▸ EXTRACT
Why is it important to vote this year and what are the key issues motivating you, personally, to vote this year?

Most simply, I am motivated to vote by the possibilities of no longer having Trump as president and of electing more progressive candidates to serve in Congress and local government. I am also motivated by imagining a future after a Biden presidency where there is more opportunity for enacting progressive change. While the issues are not new, recent efforts to address racial injustice, healthcare, climate change and even voter suppression demonstrate that there is momentum for making radical changes in our society.

What do you think is the defining social, economic, or political issue for your generation and why?

While my generation has differing political views, I along with many others believe that the issues centered by the Black Lives Matter movement should inform our efforts to imagine and create a better future. BLM and other liberation movements have powerfully demonstrated how racial, environmental and economic injustices are deeply connected.

"Your opinions need to be heard by those in power."

What is your hope for the results of the November 2020 election?

I hope that with the November 2020 election, more progressive candidates win seats in Congress and various state legislatures. I hope that Texas Republicans lose and I hope that Trump loses. I hope that Biden wins, but I also hope that we recognize that this will not solve everything — we should not seek a "return to normal," but rather, we must grapple with the fundamental societal issues which underlie many of the crises of our current day.

Have you been vocal about your decision to vote with your friends and family? What has been the reaction and feedback?

My family and I are very vocal with each other about how we vote. In terms of who we vote for, my family and I pretty much align. The major difference that has come up in the lead up to November is our excitement levels. Some are excited and optimistic about a post-Trump world, where others are less enthusiastic about Biden, but still feel that voting is a "civic duty."

What would you say to your followers who are perhaps voting for the first time or are still on the fence about voting?

Your opinions need to be heard by those in power. If you haven't voted before, or maybe are interested in voting but aren't feeling excited for this election, I would encourage you to research what is on your ballot. If you live in a state without mail-in voting and have to vote in person, there are websites where you can view a sample ballot (like www.vote411.org, for example). I encourage everyone to research the candidates and propositions on your ballot, because the November election is about a lot more than the presidency — it's also local politics and community issues.

Why is it important to vote this year and what are the key issues motivating you, personally, to vote?

I think it's important we vote out the backwards momentum of this administration, which has wasted no time in enthusiastically attempting to erode civil and human rights for any and all groups they consider "Other." There's endless damage being done — widespread corruption, handouts for billionaires while the poor and working class suffer, and extremely fascist government tendencies. Plus, the nonstop endorsement of white supremacy. A lot of marginalized people won't survive another four years of this party having the unchecked systemic power and the platform to promote their hateful values.

▸ DATA LISTING
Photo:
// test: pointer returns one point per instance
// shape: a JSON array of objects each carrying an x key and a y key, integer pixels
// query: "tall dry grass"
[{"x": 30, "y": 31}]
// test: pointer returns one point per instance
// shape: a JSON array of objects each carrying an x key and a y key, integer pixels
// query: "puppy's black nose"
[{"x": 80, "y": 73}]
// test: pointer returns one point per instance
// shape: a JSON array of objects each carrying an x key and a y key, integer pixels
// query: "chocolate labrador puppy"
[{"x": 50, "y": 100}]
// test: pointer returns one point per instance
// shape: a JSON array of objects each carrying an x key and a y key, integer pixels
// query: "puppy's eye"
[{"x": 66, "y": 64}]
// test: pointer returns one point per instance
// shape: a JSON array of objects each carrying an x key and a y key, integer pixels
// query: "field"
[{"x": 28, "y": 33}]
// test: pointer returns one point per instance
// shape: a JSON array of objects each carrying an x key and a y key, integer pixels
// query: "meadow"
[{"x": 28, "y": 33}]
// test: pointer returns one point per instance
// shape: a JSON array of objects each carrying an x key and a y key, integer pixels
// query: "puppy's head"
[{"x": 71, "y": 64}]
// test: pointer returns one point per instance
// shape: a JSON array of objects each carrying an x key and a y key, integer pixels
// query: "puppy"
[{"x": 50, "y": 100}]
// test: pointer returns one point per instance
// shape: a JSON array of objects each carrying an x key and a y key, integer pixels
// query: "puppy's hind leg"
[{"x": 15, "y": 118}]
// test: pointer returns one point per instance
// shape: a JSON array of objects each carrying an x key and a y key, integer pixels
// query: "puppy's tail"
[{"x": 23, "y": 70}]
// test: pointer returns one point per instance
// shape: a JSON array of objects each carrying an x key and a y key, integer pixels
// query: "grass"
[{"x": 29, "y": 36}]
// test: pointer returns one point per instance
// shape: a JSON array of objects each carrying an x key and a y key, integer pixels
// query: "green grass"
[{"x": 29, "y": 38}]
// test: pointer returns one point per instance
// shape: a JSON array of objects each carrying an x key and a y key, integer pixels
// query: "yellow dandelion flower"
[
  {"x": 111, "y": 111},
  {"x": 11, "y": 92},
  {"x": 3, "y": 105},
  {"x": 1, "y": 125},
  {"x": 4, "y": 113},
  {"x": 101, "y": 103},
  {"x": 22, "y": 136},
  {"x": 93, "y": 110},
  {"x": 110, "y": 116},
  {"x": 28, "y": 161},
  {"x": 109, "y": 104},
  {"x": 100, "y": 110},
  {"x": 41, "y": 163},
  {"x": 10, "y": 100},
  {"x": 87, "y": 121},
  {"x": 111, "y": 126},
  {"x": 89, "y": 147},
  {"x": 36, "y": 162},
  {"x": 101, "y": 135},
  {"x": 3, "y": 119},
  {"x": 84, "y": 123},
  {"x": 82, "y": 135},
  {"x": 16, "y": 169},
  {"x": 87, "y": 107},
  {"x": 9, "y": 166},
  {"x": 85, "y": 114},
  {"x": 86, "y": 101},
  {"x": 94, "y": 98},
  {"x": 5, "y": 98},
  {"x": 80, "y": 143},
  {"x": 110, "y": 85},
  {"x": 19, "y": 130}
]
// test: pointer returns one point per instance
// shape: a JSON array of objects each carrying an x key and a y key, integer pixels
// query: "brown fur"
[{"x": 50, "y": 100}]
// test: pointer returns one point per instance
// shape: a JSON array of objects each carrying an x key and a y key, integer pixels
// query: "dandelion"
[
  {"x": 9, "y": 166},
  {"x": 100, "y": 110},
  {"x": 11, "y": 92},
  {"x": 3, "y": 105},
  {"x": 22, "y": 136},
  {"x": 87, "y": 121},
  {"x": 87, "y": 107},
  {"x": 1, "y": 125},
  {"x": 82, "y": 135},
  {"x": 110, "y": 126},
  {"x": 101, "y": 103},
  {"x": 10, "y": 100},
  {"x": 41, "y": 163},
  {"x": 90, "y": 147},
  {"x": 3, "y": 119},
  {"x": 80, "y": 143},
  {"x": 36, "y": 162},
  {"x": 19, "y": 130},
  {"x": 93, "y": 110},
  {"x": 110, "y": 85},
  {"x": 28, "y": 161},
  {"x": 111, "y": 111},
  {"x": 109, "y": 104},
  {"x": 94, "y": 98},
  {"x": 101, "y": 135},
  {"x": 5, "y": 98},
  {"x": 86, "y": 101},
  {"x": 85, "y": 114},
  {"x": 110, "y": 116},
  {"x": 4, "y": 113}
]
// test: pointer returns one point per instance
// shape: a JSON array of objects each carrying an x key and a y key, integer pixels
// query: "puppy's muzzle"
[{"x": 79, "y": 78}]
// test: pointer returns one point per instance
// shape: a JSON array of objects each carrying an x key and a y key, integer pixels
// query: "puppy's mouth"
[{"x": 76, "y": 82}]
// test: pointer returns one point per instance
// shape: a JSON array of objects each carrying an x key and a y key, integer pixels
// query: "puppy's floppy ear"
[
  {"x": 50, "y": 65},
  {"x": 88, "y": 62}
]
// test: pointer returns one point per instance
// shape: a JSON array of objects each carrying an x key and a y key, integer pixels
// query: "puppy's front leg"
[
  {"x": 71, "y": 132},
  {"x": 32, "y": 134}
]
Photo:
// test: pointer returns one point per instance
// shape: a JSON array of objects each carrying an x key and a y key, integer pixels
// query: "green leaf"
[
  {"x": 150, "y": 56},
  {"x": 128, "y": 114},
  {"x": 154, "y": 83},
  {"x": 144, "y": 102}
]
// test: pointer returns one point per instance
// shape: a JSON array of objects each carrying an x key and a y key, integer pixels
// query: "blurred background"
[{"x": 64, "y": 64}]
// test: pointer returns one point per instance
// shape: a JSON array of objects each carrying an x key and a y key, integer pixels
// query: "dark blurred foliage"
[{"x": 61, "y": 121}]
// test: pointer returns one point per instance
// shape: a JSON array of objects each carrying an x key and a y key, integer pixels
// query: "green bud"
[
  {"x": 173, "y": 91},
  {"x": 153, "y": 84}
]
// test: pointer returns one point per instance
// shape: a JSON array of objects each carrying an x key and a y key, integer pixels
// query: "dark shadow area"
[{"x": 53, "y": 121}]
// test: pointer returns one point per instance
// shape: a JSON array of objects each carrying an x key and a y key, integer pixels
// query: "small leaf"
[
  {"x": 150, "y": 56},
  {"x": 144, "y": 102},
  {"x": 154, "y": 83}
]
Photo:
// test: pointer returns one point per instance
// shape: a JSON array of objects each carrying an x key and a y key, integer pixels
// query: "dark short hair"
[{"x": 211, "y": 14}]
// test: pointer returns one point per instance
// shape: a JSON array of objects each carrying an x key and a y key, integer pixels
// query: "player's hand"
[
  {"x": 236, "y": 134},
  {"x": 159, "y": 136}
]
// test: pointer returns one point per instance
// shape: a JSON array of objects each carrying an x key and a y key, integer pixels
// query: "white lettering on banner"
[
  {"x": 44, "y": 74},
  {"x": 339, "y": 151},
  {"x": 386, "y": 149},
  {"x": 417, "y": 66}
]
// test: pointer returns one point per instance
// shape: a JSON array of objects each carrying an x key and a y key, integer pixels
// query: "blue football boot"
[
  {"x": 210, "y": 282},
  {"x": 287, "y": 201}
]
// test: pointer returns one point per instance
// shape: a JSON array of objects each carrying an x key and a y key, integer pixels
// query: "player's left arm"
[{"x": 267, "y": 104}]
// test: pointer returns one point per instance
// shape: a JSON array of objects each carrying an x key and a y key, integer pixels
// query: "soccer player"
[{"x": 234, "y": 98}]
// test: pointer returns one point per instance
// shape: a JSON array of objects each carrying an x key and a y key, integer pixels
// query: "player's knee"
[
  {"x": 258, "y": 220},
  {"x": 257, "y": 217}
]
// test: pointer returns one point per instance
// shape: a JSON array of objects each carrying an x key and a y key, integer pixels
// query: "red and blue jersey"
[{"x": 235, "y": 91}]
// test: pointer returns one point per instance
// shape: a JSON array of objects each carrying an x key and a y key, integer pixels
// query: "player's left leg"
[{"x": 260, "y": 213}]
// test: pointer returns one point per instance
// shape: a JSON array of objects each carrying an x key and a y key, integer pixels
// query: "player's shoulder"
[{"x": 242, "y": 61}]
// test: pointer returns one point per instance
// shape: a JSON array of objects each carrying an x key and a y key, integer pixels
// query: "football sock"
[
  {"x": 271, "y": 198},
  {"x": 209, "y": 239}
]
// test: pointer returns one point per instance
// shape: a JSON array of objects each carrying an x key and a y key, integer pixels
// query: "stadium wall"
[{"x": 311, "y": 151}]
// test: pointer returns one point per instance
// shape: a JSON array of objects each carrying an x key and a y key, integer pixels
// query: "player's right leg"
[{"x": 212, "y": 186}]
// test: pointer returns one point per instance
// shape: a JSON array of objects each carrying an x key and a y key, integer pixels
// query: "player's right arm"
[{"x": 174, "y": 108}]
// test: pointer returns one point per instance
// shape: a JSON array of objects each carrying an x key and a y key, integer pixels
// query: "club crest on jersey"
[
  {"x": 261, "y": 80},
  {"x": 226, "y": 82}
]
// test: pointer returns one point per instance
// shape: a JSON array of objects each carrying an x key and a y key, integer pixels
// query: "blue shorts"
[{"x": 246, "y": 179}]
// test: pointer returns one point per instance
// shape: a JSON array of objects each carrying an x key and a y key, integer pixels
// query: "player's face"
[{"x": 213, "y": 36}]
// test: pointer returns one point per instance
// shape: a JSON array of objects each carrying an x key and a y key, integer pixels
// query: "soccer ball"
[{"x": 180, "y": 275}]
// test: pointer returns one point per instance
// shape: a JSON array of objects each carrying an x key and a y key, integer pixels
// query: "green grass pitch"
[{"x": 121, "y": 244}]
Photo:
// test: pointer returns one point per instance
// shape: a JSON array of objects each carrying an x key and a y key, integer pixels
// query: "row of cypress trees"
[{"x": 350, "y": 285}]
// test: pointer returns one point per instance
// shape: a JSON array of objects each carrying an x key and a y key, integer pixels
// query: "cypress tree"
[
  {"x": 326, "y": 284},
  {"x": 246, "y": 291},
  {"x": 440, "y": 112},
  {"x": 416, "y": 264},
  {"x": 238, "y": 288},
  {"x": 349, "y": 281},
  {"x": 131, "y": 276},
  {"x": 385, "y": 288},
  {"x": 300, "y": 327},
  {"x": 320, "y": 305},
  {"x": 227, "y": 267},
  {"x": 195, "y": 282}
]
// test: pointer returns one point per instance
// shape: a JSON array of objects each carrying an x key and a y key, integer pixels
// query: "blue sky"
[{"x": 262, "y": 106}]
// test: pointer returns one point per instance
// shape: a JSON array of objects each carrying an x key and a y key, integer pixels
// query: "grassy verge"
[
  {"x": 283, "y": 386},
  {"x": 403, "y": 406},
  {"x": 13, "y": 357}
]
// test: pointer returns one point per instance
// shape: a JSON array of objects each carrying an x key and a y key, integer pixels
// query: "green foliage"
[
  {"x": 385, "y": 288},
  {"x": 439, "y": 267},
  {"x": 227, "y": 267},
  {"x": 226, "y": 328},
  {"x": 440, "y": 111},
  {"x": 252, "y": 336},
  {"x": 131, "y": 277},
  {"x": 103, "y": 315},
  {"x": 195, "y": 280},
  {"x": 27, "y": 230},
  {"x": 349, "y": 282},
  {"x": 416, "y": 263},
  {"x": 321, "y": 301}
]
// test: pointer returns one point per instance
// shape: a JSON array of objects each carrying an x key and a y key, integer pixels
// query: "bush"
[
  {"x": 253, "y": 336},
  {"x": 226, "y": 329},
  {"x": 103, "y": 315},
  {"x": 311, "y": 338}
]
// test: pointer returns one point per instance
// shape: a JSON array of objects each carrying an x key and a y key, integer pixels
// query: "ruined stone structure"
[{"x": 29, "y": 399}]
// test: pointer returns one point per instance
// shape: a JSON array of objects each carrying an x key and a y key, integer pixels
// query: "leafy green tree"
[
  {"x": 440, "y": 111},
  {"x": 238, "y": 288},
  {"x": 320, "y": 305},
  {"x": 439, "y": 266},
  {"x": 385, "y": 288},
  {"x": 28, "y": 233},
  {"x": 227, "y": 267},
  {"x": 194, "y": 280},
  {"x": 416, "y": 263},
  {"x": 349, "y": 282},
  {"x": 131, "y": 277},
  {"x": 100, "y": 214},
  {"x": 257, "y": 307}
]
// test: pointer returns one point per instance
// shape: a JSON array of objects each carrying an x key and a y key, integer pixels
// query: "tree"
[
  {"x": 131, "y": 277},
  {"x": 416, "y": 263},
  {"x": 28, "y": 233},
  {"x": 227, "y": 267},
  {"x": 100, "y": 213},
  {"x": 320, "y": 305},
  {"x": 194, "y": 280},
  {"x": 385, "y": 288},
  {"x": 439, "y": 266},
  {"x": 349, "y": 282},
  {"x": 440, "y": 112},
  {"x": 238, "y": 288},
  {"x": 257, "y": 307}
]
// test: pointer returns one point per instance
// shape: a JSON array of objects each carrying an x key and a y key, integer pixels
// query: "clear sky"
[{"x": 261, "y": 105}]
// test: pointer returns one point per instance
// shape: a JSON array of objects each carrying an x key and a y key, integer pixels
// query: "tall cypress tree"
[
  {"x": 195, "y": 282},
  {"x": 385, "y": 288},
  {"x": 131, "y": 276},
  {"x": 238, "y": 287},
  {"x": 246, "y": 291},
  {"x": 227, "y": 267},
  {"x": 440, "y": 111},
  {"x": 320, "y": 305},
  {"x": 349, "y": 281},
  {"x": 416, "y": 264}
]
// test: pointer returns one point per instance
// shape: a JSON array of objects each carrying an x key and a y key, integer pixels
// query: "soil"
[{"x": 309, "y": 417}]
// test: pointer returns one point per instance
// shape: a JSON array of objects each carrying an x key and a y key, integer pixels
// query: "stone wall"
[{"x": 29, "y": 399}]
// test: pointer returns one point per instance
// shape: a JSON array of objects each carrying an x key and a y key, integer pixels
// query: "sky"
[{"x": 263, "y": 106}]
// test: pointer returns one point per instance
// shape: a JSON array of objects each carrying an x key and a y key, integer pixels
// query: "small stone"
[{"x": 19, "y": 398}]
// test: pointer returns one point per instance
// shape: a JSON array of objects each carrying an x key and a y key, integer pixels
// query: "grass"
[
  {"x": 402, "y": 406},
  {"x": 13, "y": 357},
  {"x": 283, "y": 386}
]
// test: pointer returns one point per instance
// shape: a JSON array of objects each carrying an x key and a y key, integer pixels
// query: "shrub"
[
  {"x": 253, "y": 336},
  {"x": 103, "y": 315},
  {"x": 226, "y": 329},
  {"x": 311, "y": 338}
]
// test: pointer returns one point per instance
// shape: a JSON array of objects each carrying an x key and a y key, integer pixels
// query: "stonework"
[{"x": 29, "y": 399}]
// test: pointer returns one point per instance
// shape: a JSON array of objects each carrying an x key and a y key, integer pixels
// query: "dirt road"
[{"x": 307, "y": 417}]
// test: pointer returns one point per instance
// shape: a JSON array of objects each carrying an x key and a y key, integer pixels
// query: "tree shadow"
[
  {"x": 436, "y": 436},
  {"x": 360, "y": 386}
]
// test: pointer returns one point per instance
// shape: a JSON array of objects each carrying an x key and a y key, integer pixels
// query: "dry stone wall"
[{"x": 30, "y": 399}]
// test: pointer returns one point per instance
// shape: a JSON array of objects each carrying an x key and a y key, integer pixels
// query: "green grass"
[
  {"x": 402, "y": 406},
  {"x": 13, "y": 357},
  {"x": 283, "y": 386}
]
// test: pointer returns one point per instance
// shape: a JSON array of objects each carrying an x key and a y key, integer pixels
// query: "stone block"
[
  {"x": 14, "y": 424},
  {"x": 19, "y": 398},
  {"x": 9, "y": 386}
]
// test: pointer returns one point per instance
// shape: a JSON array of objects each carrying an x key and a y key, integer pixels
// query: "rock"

▸ GIVEN REQUEST 1
Answer these questions about the voting interview:
(a) What website does it give as an example for viewing a sample ballot?
(b) Which movement should inform efforts to create a better future, according to the answer on the defining issue for a generation?
(c) What do the family members who are less enthusiastic about Biden still feel voting is?
▸ GIVEN REQUEST 2
Pick out every line of the listing that contains the string "shadow".
The voting interview and the listing have no connection to each other.

▸ PROBLEM SOLUTION 1
(a) www.vote411.org
(b) The Black Lives Matter movement
(c) A "civic duty"

▸ PROBLEM SOLUTION 2
// query: "dark shadow area"
// query: "tree shadow"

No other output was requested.